§ **TEXTO FORNECIDO**
Nos percebemos, por exemplo, apaixonados por pessoas que a razão mostra que não seriam um bom caminho, da mesma forma que o inseto se joga a morte rumando para a luz, afinal, ele, em si, não importa. Mas a larva que ele deixou plantada em algum lugar vai fazê-lo, enquanto parte da vida, continuar a viver. Da mesma forma que o resultado de uma paixão, interessa a espécie, não aos amantes.

Claro que esse tipo de visão desmonta uma série de ídolos da nossa cultura, onde o “Eu” quer continuar a viver com sua identidade vida após vida, onde cada acontecimento de tragédia ou alegria é interpretado no âmbito da individualidade. Se os filósofos estiverem certos, as evidências os favorecem, quando falamos em “Deus”, não é alguém que se preocupe conosco, com meu futuro, sonhos e aprendizados.

Assim como quando estamos caminhando, sem perceber, matando insetos rasteiros, nunca de propósito, mas porque a vida se move com sua força irracional, nós somos devastados por “acidentes” inusitados, pestes, tempestades e terremotos. Nessas horas, somos as formigas que morreram sem saber o motivo.

Justamente por isso que, por pensarmos individualmente, por acharmos que temos autonomia, que existe algum destino ou que tudo acontece por estar programado nosso desenvolvimento, nos sentirmos inseguros, com medo diante da vida. Posso até ousar e dizer que nossa ansiedade, é a descoberta (na maioria das vezes inconsciente), que estamos desamparados individualmente diante da vida e de sua força que não leva em conta particularidades e desconhece o que chamamos de justiça.

Se não há para quem pedir, agradecer, só podemos contar com nossa própria força e ações para termos uma vida com mais alegria que dores. Nosso corpo não precisa de agentes externos para nos matar, muitas vezes ele mesmo cria suas próprias maneiras de nos deixar doentes. É quando essa força não encontra um bom ambiente ou simplesmente chegou a hora do corpo morrer. Nunca esqueça que a morte é o destino de tudo que nasce. Pode ser só isso!

Parece que não tem saída, estamos à deriva? Sim e não!

Sim, porque estamos a mercê de uma potência infinitamente maior e não, pois se estivermos lúcidos, compreendendo e sabendo do que acontece sem expectativas falsas, poderemos receber essa força que nos transpassa a todo momento com um corpo e pensamentos que podem transformá-la em alegria, conhecimento e vontade de viver cada vez mais!

Quando estamos com medo e preocupados, buscamos resolver esse sofrimento com todo tipo de desejos. Mas como já sabemos, nenhum desejo obtido resolve essa questão, já que a vida é mais forte e potente comparada a qualquer coisa deste ou de outro mundo!

§ **INSTRUÇÕES**
Reproduza o texto fornecido começando em "Parece que não" e seguindo até "cada vez mais!", mas troque "à deriva" por "sem rumo". As linhas não entram em nada disto.

§ **DADOS DISPONÍVEIS**
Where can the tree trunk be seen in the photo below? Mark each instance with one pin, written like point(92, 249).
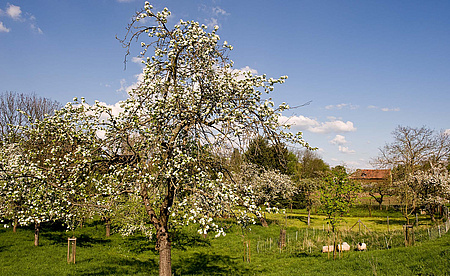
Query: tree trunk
point(108, 227)
point(282, 238)
point(165, 258)
point(309, 215)
point(15, 225)
point(263, 221)
point(36, 233)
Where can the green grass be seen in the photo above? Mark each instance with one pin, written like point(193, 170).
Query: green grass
point(195, 255)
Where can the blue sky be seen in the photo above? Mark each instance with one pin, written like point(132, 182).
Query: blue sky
point(367, 66)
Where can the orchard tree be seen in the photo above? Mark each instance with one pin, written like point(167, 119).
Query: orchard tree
point(275, 155)
point(413, 147)
point(189, 106)
point(18, 109)
point(311, 171)
point(337, 195)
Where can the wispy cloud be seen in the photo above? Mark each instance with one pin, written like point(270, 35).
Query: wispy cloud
point(338, 140)
point(341, 106)
point(312, 125)
point(124, 87)
point(346, 150)
point(213, 15)
point(3, 28)
point(384, 109)
point(15, 13)
point(219, 11)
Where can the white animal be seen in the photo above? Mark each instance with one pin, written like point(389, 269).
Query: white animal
point(327, 248)
point(344, 247)
point(362, 246)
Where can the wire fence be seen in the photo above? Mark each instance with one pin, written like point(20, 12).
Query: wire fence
point(311, 240)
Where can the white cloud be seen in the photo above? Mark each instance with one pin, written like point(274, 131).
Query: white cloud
point(127, 88)
point(338, 140)
point(299, 121)
point(242, 70)
point(345, 150)
point(384, 109)
point(219, 11)
point(333, 126)
point(36, 28)
point(3, 29)
point(312, 125)
point(136, 60)
point(14, 12)
point(211, 22)
point(341, 106)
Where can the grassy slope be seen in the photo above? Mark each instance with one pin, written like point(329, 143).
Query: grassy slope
point(97, 255)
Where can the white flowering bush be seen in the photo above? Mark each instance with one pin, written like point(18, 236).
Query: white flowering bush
point(431, 188)
point(258, 187)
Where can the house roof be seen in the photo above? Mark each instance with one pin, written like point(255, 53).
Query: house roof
point(371, 174)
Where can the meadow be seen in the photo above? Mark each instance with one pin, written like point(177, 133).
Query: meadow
point(250, 251)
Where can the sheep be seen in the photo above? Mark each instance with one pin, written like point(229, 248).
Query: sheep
point(327, 248)
point(362, 246)
point(343, 247)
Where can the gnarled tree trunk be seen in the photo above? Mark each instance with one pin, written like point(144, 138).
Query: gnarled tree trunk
point(263, 221)
point(165, 257)
point(37, 226)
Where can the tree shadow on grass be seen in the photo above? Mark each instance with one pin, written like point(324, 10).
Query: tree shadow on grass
point(209, 264)
point(139, 244)
point(120, 266)
point(83, 240)
point(182, 240)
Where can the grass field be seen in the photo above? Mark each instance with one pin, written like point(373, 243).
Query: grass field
point(240, 252)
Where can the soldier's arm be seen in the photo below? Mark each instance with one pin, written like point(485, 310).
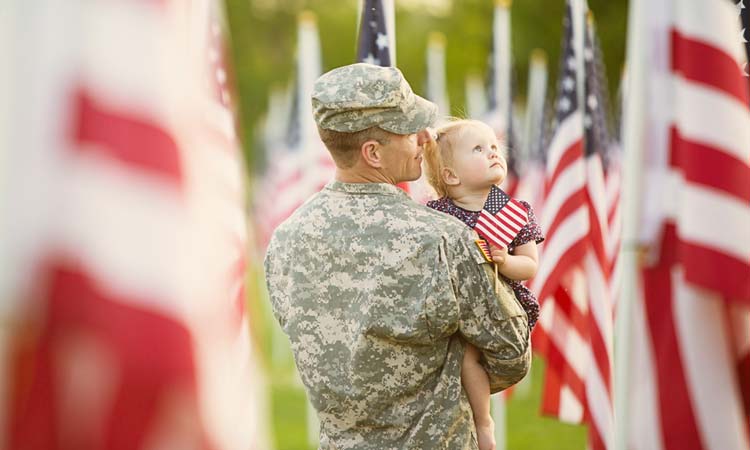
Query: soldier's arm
point(495, 323)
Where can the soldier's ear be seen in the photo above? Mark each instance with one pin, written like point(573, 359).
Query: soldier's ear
point(372, 153)
point(449, 177)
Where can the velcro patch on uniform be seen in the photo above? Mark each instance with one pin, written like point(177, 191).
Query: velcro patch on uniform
point(484, 247)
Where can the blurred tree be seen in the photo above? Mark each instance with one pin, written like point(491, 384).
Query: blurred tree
point(263, 40)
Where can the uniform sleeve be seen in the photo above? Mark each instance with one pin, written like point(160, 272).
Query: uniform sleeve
point(496, 324)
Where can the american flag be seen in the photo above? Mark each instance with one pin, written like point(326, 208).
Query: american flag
point(566, 319)
point(689, 378)
point(599, 387)
point(501, 218)
point(298, 164)
point(376, 45)
point(128, 228)
point(501, 91)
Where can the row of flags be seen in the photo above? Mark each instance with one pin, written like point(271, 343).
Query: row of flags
point(124, 236)
point(688, 206)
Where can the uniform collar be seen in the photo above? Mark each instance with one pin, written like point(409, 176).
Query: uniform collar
point(366, 188)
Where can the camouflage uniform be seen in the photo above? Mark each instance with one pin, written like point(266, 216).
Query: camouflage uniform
point(377, 295)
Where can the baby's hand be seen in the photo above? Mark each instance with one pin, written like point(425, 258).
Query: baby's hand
point(498, 255)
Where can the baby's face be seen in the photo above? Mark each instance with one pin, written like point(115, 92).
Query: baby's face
point(477, 157)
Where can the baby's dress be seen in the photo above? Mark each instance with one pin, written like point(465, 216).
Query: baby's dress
point(530, 232)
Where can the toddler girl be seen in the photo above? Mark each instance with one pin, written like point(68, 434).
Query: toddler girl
point(464, 165)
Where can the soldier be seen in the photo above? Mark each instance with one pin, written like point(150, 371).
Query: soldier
point(379, 295)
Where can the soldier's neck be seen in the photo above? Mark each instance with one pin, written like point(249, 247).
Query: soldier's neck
point(360, 175)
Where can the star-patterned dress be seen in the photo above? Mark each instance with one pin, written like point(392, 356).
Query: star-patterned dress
point(530, 232)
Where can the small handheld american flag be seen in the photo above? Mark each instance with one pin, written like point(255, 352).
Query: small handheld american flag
point(501, 218)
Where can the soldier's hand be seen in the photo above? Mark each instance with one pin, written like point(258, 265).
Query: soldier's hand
point(498, 254)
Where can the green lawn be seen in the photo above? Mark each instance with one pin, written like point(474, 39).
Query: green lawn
point(525, 427)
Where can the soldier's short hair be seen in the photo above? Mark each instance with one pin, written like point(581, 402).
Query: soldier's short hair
point(344, 147)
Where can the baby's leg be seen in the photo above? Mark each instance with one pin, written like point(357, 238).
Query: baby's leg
point(477, 386)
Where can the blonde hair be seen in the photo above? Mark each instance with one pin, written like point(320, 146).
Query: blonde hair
point(438, 155)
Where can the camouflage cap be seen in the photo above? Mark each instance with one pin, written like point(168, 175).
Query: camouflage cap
point(359, 96)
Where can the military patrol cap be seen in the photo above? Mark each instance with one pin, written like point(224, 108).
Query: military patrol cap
point(359, 96)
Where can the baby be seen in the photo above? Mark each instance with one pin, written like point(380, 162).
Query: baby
point(464, 165)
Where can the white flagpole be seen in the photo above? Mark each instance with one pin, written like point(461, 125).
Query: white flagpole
point(436, 90)
point(501, 46)
point(476, 98)
point(389, 9)
point(501, 49)
point(633, 142)
point(535, 100)
point(308, 70)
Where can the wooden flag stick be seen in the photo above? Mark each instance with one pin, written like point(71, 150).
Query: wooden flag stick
point(497, 289)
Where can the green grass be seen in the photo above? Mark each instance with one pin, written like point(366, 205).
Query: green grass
point(526, 429)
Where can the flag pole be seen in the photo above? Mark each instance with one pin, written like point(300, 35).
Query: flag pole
point(501, 49)
point(633, 141)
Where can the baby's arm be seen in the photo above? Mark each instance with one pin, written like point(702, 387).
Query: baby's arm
point(521, 265)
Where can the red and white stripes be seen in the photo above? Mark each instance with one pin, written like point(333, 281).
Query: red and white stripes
point(689, 347)
point(134, 290)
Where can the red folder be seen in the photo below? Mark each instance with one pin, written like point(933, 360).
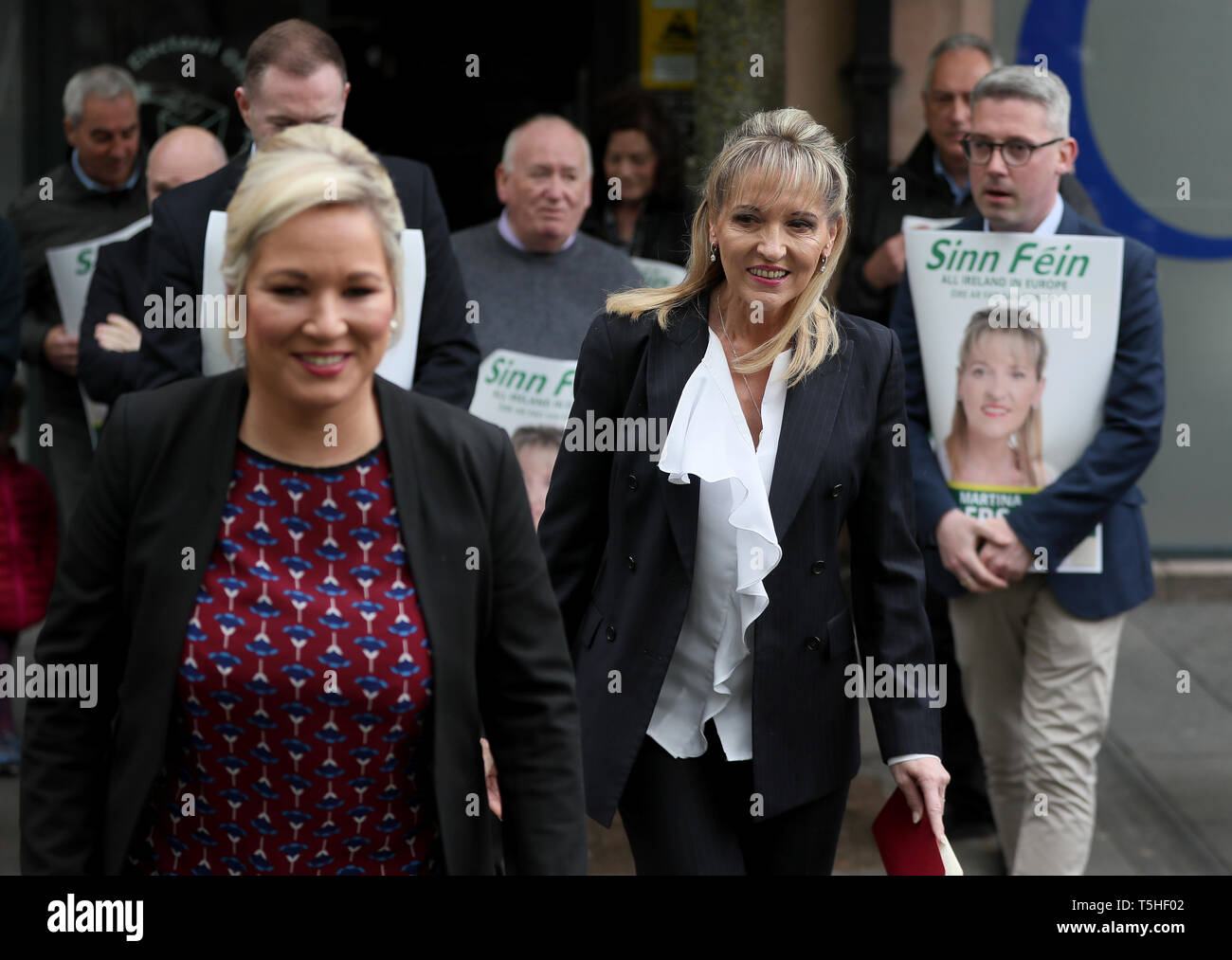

§ **SOLUÇÃO**
Parece que não tem saída, estamos sem rumo? Sim e não!

Sim, porque estamos a mercê de uma potência infinitamente maior e não, pois se estivermos lúcidos, compreendendo e sabendo do que acontece sem expectativas falsas, poderemos receber essa força que nos transpassa a todo momento com um corpo e pensamentos que podem transformá-la em alegria, conhecimento e vontade de viver cada vez mais!